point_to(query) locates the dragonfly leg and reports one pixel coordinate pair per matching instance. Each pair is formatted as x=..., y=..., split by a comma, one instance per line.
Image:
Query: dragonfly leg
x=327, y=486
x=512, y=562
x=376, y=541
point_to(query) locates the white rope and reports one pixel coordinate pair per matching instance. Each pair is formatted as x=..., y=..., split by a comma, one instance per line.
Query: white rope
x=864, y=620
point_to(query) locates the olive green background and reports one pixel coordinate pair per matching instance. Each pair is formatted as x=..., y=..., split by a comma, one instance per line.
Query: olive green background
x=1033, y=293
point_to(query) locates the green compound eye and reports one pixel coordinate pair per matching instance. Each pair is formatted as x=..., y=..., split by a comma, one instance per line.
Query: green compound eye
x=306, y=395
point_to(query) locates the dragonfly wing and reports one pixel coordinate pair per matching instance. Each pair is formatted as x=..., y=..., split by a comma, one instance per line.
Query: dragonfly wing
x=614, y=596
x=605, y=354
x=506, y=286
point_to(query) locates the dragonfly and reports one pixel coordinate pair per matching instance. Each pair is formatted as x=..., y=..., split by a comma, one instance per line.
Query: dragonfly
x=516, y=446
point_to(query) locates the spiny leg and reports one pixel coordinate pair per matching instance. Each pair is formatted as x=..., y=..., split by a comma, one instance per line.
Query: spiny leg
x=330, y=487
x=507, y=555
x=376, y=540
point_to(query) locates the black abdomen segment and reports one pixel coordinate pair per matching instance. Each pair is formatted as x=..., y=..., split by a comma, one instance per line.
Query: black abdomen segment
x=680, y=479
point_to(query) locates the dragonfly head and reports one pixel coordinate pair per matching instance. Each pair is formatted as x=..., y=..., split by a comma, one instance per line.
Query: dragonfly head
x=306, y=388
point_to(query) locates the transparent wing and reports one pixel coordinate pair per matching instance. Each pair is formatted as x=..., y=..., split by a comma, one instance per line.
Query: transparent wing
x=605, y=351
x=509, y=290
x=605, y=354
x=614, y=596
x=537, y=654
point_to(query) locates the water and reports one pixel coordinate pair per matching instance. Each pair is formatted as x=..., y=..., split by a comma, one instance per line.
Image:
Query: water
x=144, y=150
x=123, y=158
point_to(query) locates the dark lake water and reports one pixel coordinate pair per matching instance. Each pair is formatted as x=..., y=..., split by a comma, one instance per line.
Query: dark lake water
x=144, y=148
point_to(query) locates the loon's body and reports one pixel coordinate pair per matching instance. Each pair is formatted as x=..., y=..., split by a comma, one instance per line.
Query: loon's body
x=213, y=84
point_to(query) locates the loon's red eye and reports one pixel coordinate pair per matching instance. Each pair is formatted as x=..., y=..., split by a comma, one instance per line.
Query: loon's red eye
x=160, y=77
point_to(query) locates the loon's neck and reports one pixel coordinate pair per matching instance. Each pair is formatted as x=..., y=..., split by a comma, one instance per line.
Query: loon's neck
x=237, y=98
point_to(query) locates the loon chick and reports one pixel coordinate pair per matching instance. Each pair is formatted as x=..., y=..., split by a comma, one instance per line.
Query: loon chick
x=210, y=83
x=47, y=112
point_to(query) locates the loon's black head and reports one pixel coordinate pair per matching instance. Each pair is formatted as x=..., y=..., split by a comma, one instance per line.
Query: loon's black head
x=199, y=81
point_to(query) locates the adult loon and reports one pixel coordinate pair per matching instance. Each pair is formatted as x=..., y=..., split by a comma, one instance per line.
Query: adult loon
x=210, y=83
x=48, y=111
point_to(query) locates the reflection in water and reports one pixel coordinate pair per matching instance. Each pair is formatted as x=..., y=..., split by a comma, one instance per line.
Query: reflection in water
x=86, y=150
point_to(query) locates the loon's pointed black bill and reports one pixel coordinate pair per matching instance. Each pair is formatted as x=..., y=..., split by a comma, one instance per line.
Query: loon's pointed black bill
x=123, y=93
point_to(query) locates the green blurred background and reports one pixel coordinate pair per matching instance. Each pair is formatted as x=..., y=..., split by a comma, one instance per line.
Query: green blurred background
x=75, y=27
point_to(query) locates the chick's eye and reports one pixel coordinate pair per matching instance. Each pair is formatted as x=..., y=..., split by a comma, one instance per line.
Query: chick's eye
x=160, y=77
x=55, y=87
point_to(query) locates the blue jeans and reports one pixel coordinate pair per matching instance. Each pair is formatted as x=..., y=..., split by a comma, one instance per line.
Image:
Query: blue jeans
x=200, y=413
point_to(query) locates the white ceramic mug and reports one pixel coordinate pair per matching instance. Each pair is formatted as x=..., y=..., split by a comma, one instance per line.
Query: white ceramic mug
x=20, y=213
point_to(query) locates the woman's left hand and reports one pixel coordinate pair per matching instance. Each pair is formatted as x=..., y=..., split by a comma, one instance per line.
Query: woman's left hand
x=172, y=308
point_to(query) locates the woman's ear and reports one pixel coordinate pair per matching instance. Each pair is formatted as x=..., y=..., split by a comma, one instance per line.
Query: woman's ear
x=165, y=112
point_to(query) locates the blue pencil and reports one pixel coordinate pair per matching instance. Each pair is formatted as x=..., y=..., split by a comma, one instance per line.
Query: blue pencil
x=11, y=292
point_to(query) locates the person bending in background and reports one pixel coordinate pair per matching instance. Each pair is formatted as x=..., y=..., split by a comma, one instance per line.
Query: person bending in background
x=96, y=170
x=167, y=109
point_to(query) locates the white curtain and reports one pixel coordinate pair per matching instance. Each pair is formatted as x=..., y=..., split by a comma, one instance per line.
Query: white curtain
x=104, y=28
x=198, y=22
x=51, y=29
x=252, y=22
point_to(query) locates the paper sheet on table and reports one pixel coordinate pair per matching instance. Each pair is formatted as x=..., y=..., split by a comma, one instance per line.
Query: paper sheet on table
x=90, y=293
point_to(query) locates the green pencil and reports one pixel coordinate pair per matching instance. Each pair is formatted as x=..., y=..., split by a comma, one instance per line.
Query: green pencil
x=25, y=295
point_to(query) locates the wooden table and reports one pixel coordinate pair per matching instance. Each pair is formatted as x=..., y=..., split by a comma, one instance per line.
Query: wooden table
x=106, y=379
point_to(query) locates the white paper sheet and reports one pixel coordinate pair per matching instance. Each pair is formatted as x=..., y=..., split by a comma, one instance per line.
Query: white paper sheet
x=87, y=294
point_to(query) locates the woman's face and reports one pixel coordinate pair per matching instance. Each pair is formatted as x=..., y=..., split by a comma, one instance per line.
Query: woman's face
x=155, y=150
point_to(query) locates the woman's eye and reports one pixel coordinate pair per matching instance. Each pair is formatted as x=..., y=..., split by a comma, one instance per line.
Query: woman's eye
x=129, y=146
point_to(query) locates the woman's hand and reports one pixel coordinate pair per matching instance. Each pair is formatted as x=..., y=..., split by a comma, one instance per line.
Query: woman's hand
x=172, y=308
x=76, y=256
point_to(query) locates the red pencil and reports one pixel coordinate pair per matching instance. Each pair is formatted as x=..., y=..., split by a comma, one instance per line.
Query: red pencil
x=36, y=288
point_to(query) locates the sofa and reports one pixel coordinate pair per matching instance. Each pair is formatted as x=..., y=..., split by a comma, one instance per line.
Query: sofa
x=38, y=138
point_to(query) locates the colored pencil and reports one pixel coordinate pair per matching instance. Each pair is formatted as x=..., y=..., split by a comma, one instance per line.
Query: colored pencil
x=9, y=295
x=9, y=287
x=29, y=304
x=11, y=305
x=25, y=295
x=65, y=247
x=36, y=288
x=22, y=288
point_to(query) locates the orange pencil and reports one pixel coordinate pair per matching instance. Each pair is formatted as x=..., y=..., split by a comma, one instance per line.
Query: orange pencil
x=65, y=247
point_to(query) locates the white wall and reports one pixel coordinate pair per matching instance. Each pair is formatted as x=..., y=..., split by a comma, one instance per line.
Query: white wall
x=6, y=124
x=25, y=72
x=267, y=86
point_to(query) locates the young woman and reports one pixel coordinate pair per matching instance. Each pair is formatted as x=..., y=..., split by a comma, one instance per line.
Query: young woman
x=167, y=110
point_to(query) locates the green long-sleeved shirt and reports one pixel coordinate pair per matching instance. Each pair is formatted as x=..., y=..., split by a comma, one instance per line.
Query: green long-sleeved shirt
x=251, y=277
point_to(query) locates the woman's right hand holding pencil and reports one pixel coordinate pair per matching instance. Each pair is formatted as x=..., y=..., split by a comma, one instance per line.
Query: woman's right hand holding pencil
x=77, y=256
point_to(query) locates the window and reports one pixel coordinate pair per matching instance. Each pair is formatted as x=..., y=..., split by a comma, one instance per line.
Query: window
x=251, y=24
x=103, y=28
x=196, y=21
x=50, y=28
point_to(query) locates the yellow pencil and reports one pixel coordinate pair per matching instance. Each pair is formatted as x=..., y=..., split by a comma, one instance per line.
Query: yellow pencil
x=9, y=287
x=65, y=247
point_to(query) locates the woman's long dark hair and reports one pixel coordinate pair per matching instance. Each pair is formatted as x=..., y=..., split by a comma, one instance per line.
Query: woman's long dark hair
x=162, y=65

------

**To do:**
Find the line containing "point_to(query) locates the window" in the data above. Please transcribe it and every line after it, exactly.

**Output of the exercise:**
point_to(query) locates the window and reports one pixel coordinate pair per matching instance. Each pair is formatted as x=..., y=..., split by a comma, one instance per line.
Query: window
x=251, y=24
x=103, y=28
x=196, y=21
x=50, y=28
point_to(query) locates the yellow pencil and reports one pixel coordinate pair per matching instance. Each pair is formatted as x=..., y=..., split by a comma, one instance per line.
Query: yellow pencil
x=9, y=287
x=65, y=247
point_to(query) locates the woman's long dark hair and reports one pixel coordinate pair per matching instance. Each pair is formatted as x=..., y=..., split by a comma, one instance per line.
Query: woman's long dark hair
x=162, y=65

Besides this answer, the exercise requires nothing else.